**Record excerpts:**

((

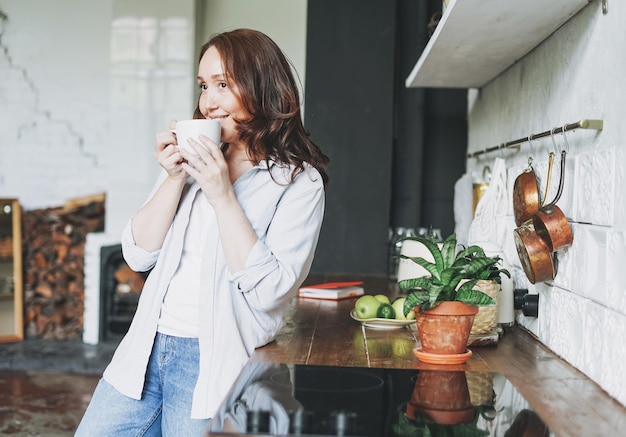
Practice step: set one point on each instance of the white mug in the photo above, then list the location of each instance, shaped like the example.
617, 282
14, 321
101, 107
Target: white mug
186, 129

))
((

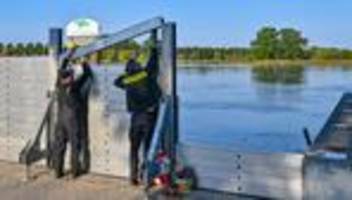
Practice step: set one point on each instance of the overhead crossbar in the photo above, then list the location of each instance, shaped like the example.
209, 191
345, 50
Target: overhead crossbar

))

**Requirement:** Please copy the listing lines verbatim, from the line with "Practice step: set one point on each instance of the overhead" up to and including the line with "Target: overhead crossbar".

**Answer to the task:**
Practice step: set one point on each instance of the overhead crossbar in the photo above, then list the location of each instance, shaped like the example.
209, 191
345, 50
Target: overhead crossbar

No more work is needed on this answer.